== DOKUMENT ==
-=-=-
Komplexität und Transformation allerorten - hat Führung nun ausgedient?

System Management

Von Walter Braun

Von Cloudcomputing über Smart Factory bis Big Data Management nutzen Unternehmer und Manager mal mehr mal weniger die Digitalisierung ihrer Betriebe, um wettbewerbsrobuster und zukunftsfähiger zu werden. Neue Geschäftsmodelle lösen alte ab. Teams kollaborieren in flachen Hierarchien. Jobs kommen und gehen. Strategische Innovationen disruptieren traditionelle Arbeitsformen: Schumpeters kreative Zerschlagungsrhythmen nehmen rasant Fahrt auf.

 

Hierarchiefreiheit: Gebot der Stunde!

 

Mehr denn je sind für die komplexen und tiefgreifenden Veränderungen Mitarbeiter erforderlich, die hochkompetent, flexibel, eigenmotiviert und proaktiv den  technologiegetriebenen und sozialpsychologisch anspruchsvollen Wandel vollziehen. Sie arbeiten in teilautonomen Teams und agilen Projektstrukturen. Eine direkte Führung solcher Mitarbeiter ist im Grunde überflüssig, da sie  selbstverantwortlich regeln, was sie warum und wie zum Erreichen der gesetzten Ziele tun. Einerseits!
-=-=-
== VORLIEGENDE DATEN ==
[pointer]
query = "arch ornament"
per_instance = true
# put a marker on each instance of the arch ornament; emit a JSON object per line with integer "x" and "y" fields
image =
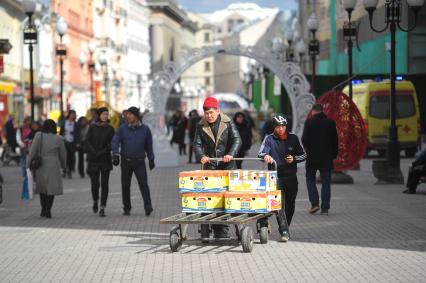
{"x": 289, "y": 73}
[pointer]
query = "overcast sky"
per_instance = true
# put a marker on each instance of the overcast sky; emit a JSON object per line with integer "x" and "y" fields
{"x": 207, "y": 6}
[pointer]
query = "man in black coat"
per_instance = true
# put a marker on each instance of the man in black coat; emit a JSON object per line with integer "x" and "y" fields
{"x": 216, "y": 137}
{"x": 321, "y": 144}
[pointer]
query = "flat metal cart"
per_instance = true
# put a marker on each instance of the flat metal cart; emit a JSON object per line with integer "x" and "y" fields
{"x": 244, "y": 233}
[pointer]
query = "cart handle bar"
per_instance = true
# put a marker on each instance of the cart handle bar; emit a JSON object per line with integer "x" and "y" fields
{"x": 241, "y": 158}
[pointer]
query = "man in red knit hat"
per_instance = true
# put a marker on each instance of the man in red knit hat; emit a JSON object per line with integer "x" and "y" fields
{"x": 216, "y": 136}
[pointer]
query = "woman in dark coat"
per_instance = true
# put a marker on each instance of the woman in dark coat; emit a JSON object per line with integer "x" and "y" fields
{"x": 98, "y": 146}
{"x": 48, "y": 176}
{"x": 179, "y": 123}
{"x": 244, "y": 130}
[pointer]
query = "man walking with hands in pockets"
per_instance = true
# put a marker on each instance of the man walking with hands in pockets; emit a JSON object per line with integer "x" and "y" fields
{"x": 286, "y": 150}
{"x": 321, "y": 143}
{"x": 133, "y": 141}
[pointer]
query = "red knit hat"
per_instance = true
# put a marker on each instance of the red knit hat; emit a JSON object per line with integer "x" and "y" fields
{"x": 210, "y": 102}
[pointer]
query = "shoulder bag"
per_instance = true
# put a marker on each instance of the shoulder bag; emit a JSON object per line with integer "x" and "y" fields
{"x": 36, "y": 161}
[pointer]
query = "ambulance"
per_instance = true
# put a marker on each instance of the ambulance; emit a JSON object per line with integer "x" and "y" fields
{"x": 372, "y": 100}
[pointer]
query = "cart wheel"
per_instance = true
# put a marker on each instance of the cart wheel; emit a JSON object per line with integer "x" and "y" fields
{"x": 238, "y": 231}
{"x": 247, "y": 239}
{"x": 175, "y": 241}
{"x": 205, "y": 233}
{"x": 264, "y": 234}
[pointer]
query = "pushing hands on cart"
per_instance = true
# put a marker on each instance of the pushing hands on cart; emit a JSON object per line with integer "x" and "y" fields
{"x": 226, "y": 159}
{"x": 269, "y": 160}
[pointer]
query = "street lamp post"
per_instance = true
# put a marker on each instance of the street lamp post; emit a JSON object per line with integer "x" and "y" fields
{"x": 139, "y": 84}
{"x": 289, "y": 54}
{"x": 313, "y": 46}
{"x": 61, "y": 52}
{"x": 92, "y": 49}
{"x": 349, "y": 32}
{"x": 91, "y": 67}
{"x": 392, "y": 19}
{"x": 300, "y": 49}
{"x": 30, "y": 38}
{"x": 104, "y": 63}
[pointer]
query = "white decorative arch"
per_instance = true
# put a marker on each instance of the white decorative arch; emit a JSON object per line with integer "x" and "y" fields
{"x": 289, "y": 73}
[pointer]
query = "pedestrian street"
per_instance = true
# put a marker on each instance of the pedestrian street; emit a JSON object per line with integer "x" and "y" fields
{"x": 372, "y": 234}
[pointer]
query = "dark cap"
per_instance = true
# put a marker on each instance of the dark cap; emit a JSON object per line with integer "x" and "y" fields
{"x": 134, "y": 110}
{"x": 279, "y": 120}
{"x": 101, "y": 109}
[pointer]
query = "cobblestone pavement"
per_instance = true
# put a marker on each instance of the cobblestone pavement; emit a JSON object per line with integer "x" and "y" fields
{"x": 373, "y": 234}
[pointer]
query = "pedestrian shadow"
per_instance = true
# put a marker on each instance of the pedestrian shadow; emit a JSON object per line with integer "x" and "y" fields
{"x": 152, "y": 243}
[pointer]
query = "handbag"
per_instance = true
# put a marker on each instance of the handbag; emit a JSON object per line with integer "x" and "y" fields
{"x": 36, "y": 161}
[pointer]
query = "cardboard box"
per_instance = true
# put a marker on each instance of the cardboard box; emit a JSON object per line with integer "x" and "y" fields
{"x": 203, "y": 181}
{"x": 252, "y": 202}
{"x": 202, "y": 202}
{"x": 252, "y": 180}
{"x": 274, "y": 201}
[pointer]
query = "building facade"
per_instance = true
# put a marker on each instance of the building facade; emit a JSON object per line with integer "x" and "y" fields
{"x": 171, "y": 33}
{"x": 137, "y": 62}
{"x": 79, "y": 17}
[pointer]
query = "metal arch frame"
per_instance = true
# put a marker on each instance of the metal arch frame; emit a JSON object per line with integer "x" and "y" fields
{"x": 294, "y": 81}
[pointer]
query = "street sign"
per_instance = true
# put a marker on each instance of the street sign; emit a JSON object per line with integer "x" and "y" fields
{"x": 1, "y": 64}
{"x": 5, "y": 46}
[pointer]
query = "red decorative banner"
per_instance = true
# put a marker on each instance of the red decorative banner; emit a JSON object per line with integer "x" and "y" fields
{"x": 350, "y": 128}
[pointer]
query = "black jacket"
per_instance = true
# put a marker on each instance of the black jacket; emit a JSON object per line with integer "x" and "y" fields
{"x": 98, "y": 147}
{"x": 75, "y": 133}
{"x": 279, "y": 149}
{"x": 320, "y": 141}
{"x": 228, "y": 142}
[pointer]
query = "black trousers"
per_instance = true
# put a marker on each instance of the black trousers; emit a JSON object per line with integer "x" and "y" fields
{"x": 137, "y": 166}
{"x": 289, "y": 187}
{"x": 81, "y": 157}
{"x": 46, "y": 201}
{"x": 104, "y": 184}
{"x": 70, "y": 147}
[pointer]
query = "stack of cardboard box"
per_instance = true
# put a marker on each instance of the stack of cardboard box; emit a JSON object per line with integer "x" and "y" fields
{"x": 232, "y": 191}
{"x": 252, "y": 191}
-=-=-
== AUFGABEN ==
[A] In welchen Strukturen arbeiten die Mitarbeiter laut dem Artikel über Führung?
[B] Schreiben Sie aus dem Artikel über Führung den Abschnitt ab, der mit „Von Walter Braun“ beginnt und mit „rasant Fahrt auf.“ endet.

== LÖSUNGEN ==
[A] In teilautonomen Teams und agilen Projektstrukturen.

[B]
Von Walter Braun

Von Cloudcomputing über Smart Factory bis Big Data Management nutzen Unternehmer und Manager mal mehr mal weniger die Digitalisierung ihrer Betriebe, um wettbewerbsrobuster und zukunftsfähiger zu werden. Neue Geschäftsmodelle lösen alte ab. Teams kollaborieren in flachen Hierarchien. Jobs kommen und gehen. Strategische Innovationen disruptieren traditionelle Arbeitsformen: Schumpeters kreative Zerschlagungsrhythmen nehmen rasant Fahrt auf.